:: Excerpt ::
↓↓↓

Environmental Matters

      Our operations are subject to environmental laws and regulations adopted by various governmental authorities in the jurisdictions in which these operations are conducted. We incurred no significant environmental costs, liabilities or expenditures to mitigate or eliminate environmental contamination during 1999, 2000, 2001, 2002 or the first three quarters of 2003. Under the omnibus agreement, Martin Resource Management will indemnify us for five years after the closing of our initial public offering, which closed in November 2002, against:

  •  certain potential environmental liabilities associated with the assets it contributed to us relating to events or conditions that occurred or existed before the closing of our initial public offering, and
 
  •  any payments we are required to make, as a successor in interest to affiliates of Martin Resource Management, under environmental indemnity provisions contained in the contribution agreement associated with the contribution of assets by Martin Resource Management to CF Martin Sulphur, L.P. in November 2000.

Recent Accounting Pronouncements

      In June 2001, FASB issued SFAS No. 143, “Accounting for Asset Retirement Obligation.” SFAS No. 143 requires that the fair value of a liability for an asset retirement obligation be recognized in the period in which it is incurred, with the associated asset retirement costs being capitalized as a part of the carrying amount of the long-lived asset. SFAS No. 143 also includes disclosure requirements that provide a description of asset retirement obligations and reconciliation of changes in the components of those obligations. We adopted SFAS No. 143 on January 1, 2003 with no material impact on our financial condition or results of operations.

↑↑↑

:: Brief 1 ::
Please transcribe the stretch of the environmental matters excerpt from "In June 2001, FASB" through "results of operations.".

:: Entries supplied ::
↓↓↓

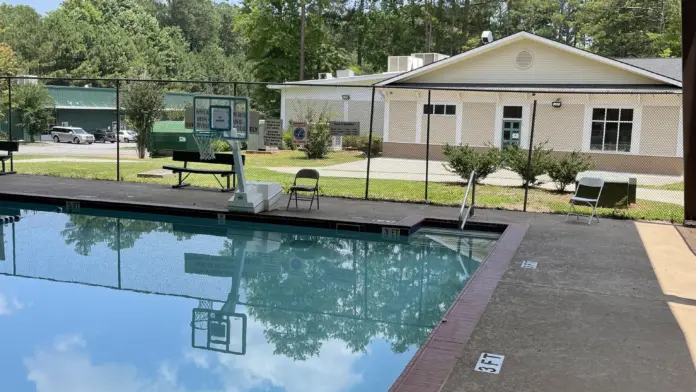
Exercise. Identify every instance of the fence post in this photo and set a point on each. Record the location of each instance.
(369, 145)
(118, 128)
(529, 158)
(689, 105)
(9, 120)
(427, 147)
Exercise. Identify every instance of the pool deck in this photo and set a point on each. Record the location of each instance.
(610, 306)
(335, 213)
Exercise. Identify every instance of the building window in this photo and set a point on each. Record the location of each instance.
(446, 110)
(512, 125)
(611, 130)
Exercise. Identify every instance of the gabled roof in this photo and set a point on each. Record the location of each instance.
(545, 41)
(670, 67)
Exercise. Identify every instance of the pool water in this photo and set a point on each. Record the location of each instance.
(106, 301)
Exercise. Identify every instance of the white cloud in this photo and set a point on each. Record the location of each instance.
(330, 371)
(67, 366)
(198, 358)
(63, 343)
(7, 307)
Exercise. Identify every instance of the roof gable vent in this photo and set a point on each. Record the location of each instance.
(524, 59)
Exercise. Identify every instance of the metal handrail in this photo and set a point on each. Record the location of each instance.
(469, 210)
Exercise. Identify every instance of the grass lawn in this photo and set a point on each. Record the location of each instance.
(509, 198)
(676, 186)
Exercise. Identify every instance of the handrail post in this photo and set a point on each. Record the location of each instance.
(473, 195)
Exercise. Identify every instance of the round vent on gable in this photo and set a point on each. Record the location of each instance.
(524, 59)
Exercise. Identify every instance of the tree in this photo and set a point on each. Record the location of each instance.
(35, 107)
(143, 104)
(8, 63)
(198, 20)
(21, 28)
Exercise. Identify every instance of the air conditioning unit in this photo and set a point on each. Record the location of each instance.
(429, 58)
(403, 63)
(345, 73)
(27, 79)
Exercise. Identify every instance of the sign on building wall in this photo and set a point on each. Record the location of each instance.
(274, 133)
(300, 133)
(344, 128)
(254, 123)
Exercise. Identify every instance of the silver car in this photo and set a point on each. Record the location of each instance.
(71, 135)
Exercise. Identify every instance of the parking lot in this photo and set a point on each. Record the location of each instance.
(127, 150)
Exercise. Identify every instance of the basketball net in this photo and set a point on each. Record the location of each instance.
(206, 144)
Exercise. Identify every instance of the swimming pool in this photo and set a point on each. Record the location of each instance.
(104, 300)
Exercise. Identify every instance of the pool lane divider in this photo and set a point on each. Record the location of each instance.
(435, 360)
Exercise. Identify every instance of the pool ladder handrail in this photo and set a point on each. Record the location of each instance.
(465, 212)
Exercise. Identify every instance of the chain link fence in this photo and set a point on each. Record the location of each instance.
(403, 143)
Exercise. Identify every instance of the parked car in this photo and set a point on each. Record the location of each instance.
(71, 135)
(103, 135)
(127, 136)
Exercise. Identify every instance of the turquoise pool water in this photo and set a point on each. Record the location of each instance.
(99, 301)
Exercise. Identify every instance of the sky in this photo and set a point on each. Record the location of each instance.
(42, 6)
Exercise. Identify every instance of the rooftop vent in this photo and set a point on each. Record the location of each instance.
(403, 63)
(429, 58)
(345, 73)
(524, 59)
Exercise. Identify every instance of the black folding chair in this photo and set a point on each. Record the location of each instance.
(309, 174)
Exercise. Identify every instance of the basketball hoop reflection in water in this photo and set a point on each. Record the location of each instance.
(225, 330)
(216, 330)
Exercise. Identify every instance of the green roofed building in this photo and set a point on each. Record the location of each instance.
(93, 108)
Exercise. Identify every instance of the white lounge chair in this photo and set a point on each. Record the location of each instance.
(587, 182)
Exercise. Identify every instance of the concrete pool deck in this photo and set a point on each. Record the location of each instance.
(610, 307)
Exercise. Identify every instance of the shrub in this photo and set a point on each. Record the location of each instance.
(364, 145)
(564, 170)
(464, 159)
(318, 139)
(287, 141)
(220, 145)
(351, 142)
(515, 159)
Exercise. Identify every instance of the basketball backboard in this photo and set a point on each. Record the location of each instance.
(227, 117)
(217, 330)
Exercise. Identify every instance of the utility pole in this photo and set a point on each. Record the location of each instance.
(689, 108)
(662, 17)
(302, 26)
(361, 29)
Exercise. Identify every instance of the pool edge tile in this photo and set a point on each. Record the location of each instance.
(438, 356)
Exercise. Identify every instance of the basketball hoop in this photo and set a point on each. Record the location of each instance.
(202, 314)
(206, 144)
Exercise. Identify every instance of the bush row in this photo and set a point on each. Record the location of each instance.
(360, 143)
(563, 170)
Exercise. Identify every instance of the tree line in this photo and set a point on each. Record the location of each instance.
(260, 39)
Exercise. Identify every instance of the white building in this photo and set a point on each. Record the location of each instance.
(625, 113)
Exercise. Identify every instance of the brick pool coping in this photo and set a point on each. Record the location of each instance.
(434, 361)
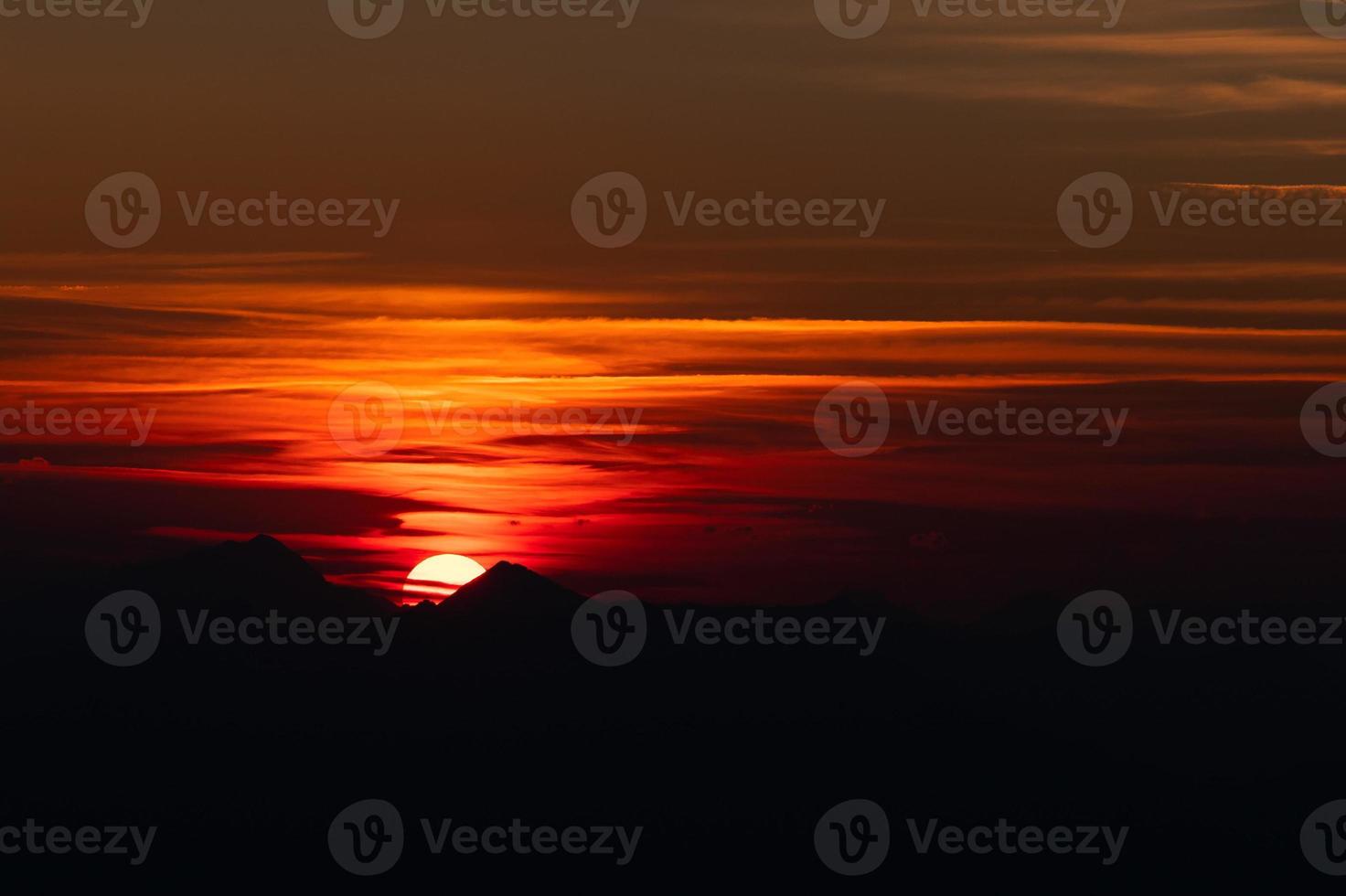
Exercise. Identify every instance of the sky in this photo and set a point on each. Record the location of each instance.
(698, 354)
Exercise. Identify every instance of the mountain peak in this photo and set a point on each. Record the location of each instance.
(512, 590)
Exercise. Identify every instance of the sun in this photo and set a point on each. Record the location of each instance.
(438, 577)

↑↑↑

:: Brief 2 ::
Gather every line of the entries above that contains the string "vent".

:: Exercise result 1 ::
In June 2001, FASB issued SFAS No. 143, “Accounting for Asset Retirement Obligation.” SFAS No. 143 requires that the fair value of a liability for an asset retirement obligation be recognized in the period in which it is incurred, with the associated asset retirement costs being capitalized as a part of the carrying amount of the long-lived asset. SFAS No. 143 also includes disclosure requirements that provide a description of asset retirement obligations and reconciliation of changes in the components of those obligations. We adopted SFAS No. 143 on January 1, 2003 with no material impact on our financial condition or results of operations.

:: Exercise result 2 ::
Exercise. Identify every instance of the roof gable vent in this photo and set a point on each. Record the location of each instance.
Exercise. Identify every instance of the round vent on gable in this photo and set a point on each. Record the location of each instance.
Exercise. Identify every instance of the rooftop vent in this photo and set a point on each. Record the location of each instance.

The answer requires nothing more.